TASK TO COMPLETE:
Please copy the data below word for word, with every line left unchanged.

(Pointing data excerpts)

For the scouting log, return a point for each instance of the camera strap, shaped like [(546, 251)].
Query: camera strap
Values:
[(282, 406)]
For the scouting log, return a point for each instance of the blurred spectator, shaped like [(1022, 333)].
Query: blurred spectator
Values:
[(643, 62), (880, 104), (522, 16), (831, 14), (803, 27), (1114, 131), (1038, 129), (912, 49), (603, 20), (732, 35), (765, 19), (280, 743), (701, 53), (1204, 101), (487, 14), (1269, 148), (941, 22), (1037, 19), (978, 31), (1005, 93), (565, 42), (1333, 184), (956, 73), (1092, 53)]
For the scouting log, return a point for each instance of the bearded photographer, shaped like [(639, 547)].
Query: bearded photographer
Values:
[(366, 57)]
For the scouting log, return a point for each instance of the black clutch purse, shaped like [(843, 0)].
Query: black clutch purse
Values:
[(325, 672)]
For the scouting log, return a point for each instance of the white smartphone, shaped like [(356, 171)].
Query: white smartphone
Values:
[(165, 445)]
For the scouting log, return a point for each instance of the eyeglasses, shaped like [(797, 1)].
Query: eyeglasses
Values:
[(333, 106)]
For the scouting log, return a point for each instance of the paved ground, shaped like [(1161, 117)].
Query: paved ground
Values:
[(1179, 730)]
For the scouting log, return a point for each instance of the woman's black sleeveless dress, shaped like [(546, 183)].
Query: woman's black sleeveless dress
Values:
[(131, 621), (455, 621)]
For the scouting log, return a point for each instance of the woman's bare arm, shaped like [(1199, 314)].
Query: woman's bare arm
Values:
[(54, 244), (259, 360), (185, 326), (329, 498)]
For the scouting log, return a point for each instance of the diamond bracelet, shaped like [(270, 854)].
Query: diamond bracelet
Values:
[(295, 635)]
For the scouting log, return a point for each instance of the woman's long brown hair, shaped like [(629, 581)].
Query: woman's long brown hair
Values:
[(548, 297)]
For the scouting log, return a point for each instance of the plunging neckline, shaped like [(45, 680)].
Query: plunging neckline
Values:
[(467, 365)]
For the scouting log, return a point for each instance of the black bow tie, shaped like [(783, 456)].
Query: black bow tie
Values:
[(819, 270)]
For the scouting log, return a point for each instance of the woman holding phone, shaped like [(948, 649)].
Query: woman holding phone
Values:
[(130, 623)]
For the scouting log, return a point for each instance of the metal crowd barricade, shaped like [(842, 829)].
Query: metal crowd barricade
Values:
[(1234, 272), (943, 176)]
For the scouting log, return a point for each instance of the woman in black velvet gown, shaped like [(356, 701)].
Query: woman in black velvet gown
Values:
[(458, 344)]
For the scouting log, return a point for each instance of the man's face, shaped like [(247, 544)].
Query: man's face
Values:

RIGHT ANSWER:
For the scouting log, return a point for each instance of the camera strap, shaped like [(546, 251)].
Query: camera strap
Values:
[(282, 406)]
For the scouting log, return a point for each instance of the blurred spectator, shaped like [(1022, 333)].
Query: blurred spectator
Values:
[(643, 62), (880, 104), (522, 16), (831, 14), (803, 27), (1114, 131), (1038, 129), (912, 49), (603, 20), (732, 35), (765, 19), (280, 743), (701, 53), (1204, 101), (487, 14), (1269, 148), (941, 22), (1037, 19), (978, 31), (1005, 93), (565, 42), (1333, 184), (956, 73), (1092, 53)]
For the scouting log, return a point for each instance of the bearded photographer, shaped like [(639, 547)].
Query: bearded photographer
Values:
[(366, 57)]
For the scouting log, return a point for each instance of the black clutch purse, shaped like [(843, 0)].
Query: black clutch purse
Values:
[(325, 672)]
For the scouting log, return a point for each instance of the white smartphone, shaped like [(356, 171)].
Query: white smartphone
Values:
[(165, 445)]
For the scouting log, return a point for each instance of the eyeglasses, shaped like [(797, 1)].
Query: eyeglasses
Values:
[(333, 106)]
For the scouting log, return a point for each instance of the paved ground, shaped like [(1161, 117)].
Query: paved ground
Values:
[(1179, 730)]
For the scouting log, return a point for each instance of the woman's black sleeveless dress, shaped like [(546, 183)].
Query: woman's black sleeveless dress
Values:
[(131, 621), (455, 621)]
For the scouting log, return a point for each instance of the woman's bare arm, shaped like [(1199, 314)].
Query: woman's bare arm
Values:
[(54, 244), (259, 360), (185, 326), (329, 498)]
For the scouting log, return a point for each instance of the diamond bracelet, shaped like [(270, 854)].
Query: diamond bracelet
Values:
[(295, 635)]
For the scouting log, return a point for each instance of the woman's long brown hair, shaped like [(629, 581)].
Query: woman's long brown hair
Values:
[(548, 297)]
For the scouting log, return a point for each instance of the plunging neckline, shaped like [(45, 680)].
Query: plunging neckline
Values:
[(467, 365)]
For the scouting log, return a point for each instance of the black bow tie, shaped like [(783, 456)].
Query: black bow tie
Values:
[(819, 270)]
For the scouting log, return a point for each instance of the woman holding phone, shaped like [(948, 649)].
Query: woman holding phone
Values:
[(130, 623)]
For the scouting log, return a point for each instance of the metal crowd barricade, shaped like [(842, 829)].
Query: metal crowd barricade
Values:
[(1234, 272), (943, 176)]
For the scouting log, return a point for each instance of the woman in black velvet gown, shaped like [(356, 701)].
Query: woman in black velvet gown
Values:
[(458, 344)]
For the scouting log, return a point for each instance of the man's face, shaped like [(247, 544)].
Query: man's face
Values:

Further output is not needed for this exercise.